Extrait du document
>>>

Les municipales à Montreuil, une (triste) affaire de famille

À Montreuil, en Seine-Saint-Denis, la gauche s’entre-déchire pour conquérir la mairie. Au grand dam des électeurs déboussolés, tentés par l’abstention.

Pauline Graulle  • 20 février 2014 abonné·es

Coups de théâtre, luttes fratricides, guerres picrocholines… À Montreuil (93), la bataille pour la mairie a pris des airs de tragédie politique. Une triste histoire qui risque de se terminer par une abstention record de la part d’une population d’ordinaire très concernée, mais aujourd’hui déboussolée. Et pour cause : en face d’une seule – et anecdotique – candidature de droite, pas moins de sept listes de gauche (dont LO et le NPA) s’affrontent sans merci. Une tension qui suscite tracts anonymes, permanences vandalisées et vidéos volées. Au point qu’à la demande du candidat Front de gauche, Patrice Bessac, un débat public avec la quasi inconnue candidate UMP était organisé fin janvier. Histoire de rappeler qu’il ne faut pas se tromper d’adversaire… et tenter de sortir de l’affligeant spectacle donné par la gauche montreuilloise.

Une « famille » où les anciens frères d’armes sont devenus les meilleurs ennemis. Si tous les acteurs de ce petit drame politique affirment désormais vouloir « prendre de la hauteur » pour faire oublier ce qu’ils qualifient eux-mêmes de « campagne de caniveau », il suffit de quelques minutes d’entretien pour que les noms d’oiseaux volent à nouveau. Nul n’horripile plus Mouna Viprey, figure du PS local avant d’en être exclue en 2007 – mais qui se dit toujours « socialiste »  –, que l’ancien camarade Razzy Hammadi. Le jeune apparatchik parachuté par la rue de Solférino le lui rend bien, estimant que « Mouna, mieux vaut ne pas l’avoir sur sa liste ». Côté communistes, Jean-Pierre Brard, maire de Montreuil de 1984 à 2008, qui persiste à coller sur ses affiches le logo « Front de gauche » alors qu’il a rompu avec le PCF il y a une vingtaine d’années, n’a pas de mots assez durs contre Patrick Bessac. Ce dernier, proche de Marie-George Buffet, mis en travers de sa route sur ordre du parti, n’est pourtant autre que… son ancien directeur de campagne, officiellement investi, lui, par le Front de gauche.

<<<

Consigne 1
Renvoyez chaque ligne des entrées où figure la chaîne "tree", en tenant compte de la casse.
Consigne 2
Prolongez l'article sur les municipales à Montreuil en reprenant juste après sa dernière phrase.
L'article et les entrées ne proviennent pas de la même source.

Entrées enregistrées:

>>>

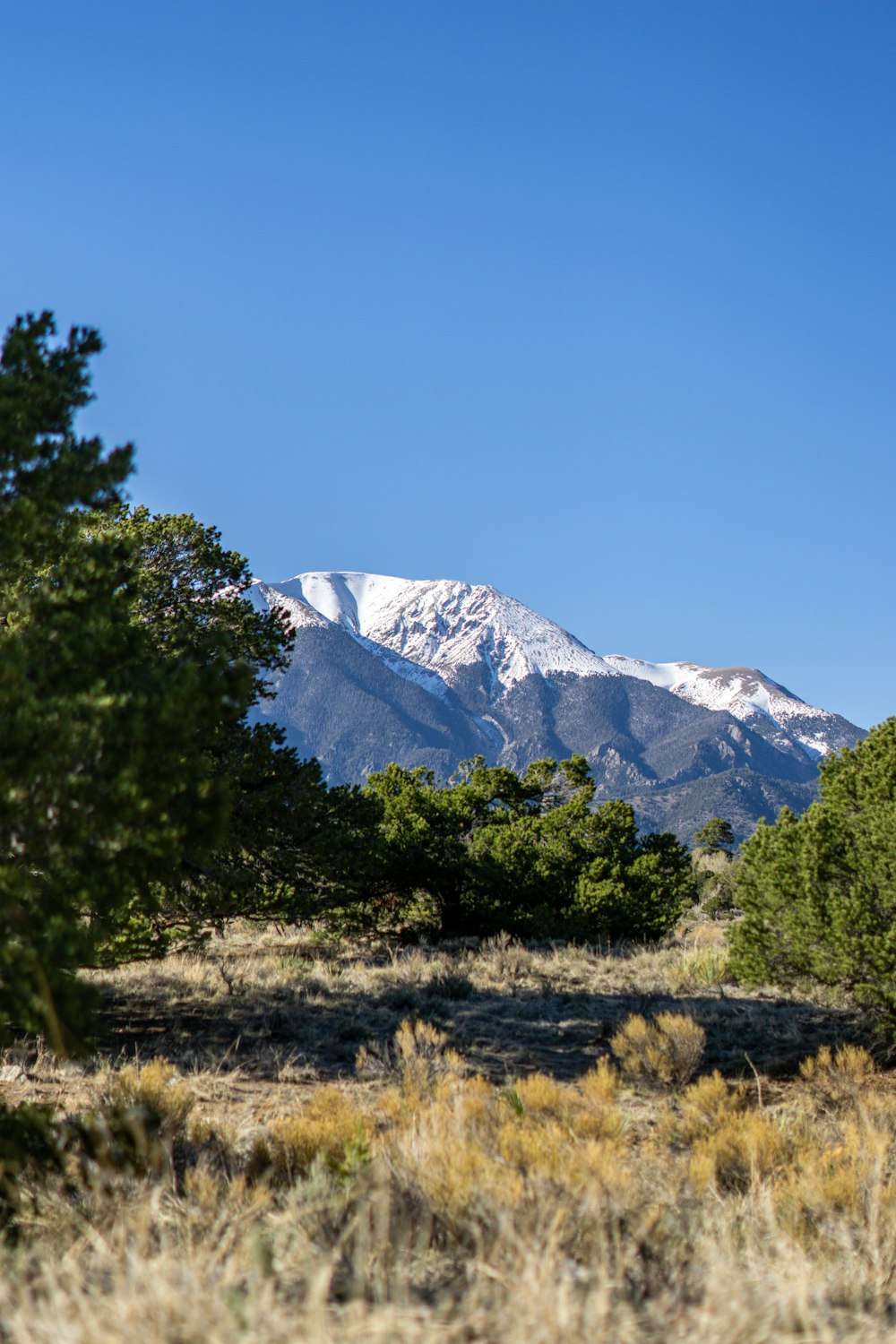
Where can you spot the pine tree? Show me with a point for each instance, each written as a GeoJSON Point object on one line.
{"type": "Point", "coordinates": [104, 771]}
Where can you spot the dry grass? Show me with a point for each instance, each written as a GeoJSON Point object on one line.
{"type": "Point", "coordinates": [487, 1142]}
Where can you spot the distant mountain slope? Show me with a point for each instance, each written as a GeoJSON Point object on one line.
{"type": "Point", "coordinates": [430, 672]}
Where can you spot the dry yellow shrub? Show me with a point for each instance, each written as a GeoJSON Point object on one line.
{"type": "Point", "coordinates": [839, 1077]}
{"type": "Point", "coordinates": [419, 1048]}
{"type": "Point", "coordinates": [707, 1105]}
{"type": "Point", "coordinates": [327, 1128]}
{"type": "Point", "coordinates": [742, 1152]}
{"type": "Point", "coordinates": [156, 1085]}
{"type": "Point", "coordinates": [667, 1051]}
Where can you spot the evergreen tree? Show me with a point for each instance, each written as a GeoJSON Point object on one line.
{"type": "Point", "coordinates": [715, 835]}
{"type": "Point", "coordinates": [818, 892]}
{"type": "Point", "coordinates": [288, 849]}
{"type": "Point", "coordinates": [104, 771]}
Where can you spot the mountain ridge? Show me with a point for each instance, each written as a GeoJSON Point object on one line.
{"type": "Point", "coordinates": [432, 671]}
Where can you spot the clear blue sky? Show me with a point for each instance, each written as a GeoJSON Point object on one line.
{"type": "Point", "coordinates": [591, 301]}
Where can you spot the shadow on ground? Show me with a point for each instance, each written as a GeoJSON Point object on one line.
{"type": "Point", "coordinates": [316, 1026]}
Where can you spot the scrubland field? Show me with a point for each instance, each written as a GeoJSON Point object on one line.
{"type": "Point", "coordinates": [477, 1142]}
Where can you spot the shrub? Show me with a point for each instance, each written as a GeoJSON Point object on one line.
{"type": "Point", "coordinates": [665, 1051]}
{"type": "Point", "coordinates": [820, 892]}
{"type": "Point", "coordinates": [330, 1129]}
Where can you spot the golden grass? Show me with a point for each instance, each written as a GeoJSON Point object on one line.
{"type": "Point", "coordinates": [500, 1144]}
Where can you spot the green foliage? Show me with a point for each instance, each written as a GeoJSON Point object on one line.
{"type": "Point", "coordinates": [104, 773]}
{"type": "Point", "coordinates": [288, 847]}
{"type": "Point", "coordinates": [820, 892]}
{"type": "Point", "coordinates": [715, 835]}
{"type": "Point", "coordinates": [495, 851]}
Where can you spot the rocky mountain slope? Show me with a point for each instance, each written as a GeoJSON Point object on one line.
{"type": "Point", "coordinates": [430, 672]}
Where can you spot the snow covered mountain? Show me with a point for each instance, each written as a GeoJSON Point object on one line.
{"type": "Point", "coordinates": [430, 672]}
{"type": "Point", "coordinates": [751, 696]}
{"type": "Point", "coordinates": [443, 625]}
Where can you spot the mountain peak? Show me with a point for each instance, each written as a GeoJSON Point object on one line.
{"type": "Point", "coordinates": [445, 625]}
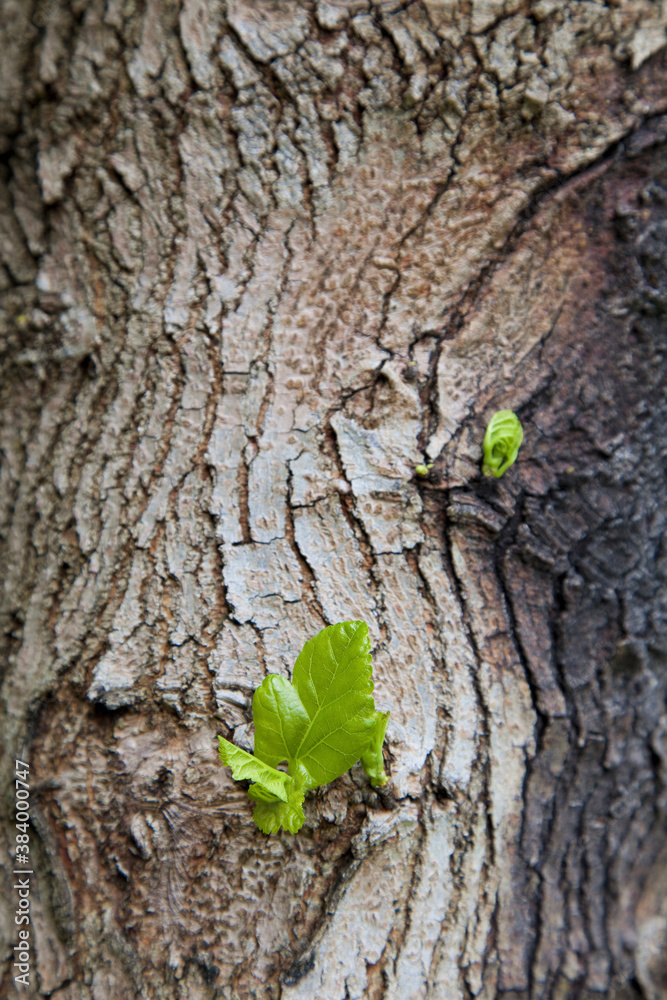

<<<

Résultat attendu 1
Where can you spot the pine tree? Show me with a point for each instance, each written as a GeoJSON Point object on one line.
Where can you spot the evergreen tree? Show me with a point for each instance, each written as a GeoJSON Point object on one line.

Résultat attendu 2
Reste Ibrahim Dufriche, qui, pour l’instant, se contente de compter les points en espérant en tirer bénéfice. Mais, si le candidat écolo-citoyen « casté » par l’ancienne maire Dominique Voynet a fini par s’imposer au terme d’une primaire houleuse, il est aussi décrié en interne. C’est que le petit-fils adoptif du maire communiste historique de Montreuil est un illustre inconnu et un militant du… PS. Résultat des courses, quand les communistes font campagne sur deux listes concurrentes, les socialistes sont dispersés sur pas moins de quatre listes : Hammadi, Viprey, Dufriche, mais aussi Patrice Bessac, rejoint par Alexie Lorca, la présidente du groupe socialiste au conseil municipal de Montreuil. Comment expliquer cet imbroglio politique ? D’abord, par l’évolution sociologique de la ville : « Montreuil a toujours connu de grands mouvements de population, ce qui explique pour une part cette fluidité électorale », analyse Patrick Petitjean, ancien candidat EELV en 2001. Une ville de plus en plus inégalitaire entre le bas-Montreuil « boboïsé » par la pression immobilière parisienne et le haut-Montreuil, où les classes populaires se sont paupérisées un peu plus à cause de la crise. Bref, offrant un terreau peu propice à l’unité politique.

L’éparpillement de la gauche prend aussi ses racines dans l’histoire récente de Montreuil. Le règne sans partage, et durant deux décennies, de Jean-Pierre Brard, accusé d’avoir mis en place un « système clientéliste et une gestion opaque », a laissé des traces. « On a dit à Brard qu’il devait transmettre le pouvoir à une nouvelle génération, mais il a refusé », dit sobrement Bessac. D’autres candidats lui reprochent carrément d’avoir divisé l’opposition en achetant le silence de ses opposants par des distributions de postes. Depuis, les crises se sont succédé au sein du PS municipal. Jusqu’à ce que le torchon brûle, il y a six ans, lorsque la direction du PS a offert son soutien à Brard, contre l’avis des socialistes montreuillois emmenés par Mouna Viprey, lesquels avaient décidé de soutenir Dominique Voynet… En novembre, le désistement surprise de celle qui avait ravi la ville à l’indéboulonnable Brard n’a pas eu pour effet d’apaiser le climat. Sa décision a créé un appel d’air à gauche. Et aiguisé les appétits pour cette ville, deuxième commune la plus peuplée du 93, amenée à jouer un rôle important dans le Grand Paris, et qui a voté à plus de 75 % pour François Hollande au second tour.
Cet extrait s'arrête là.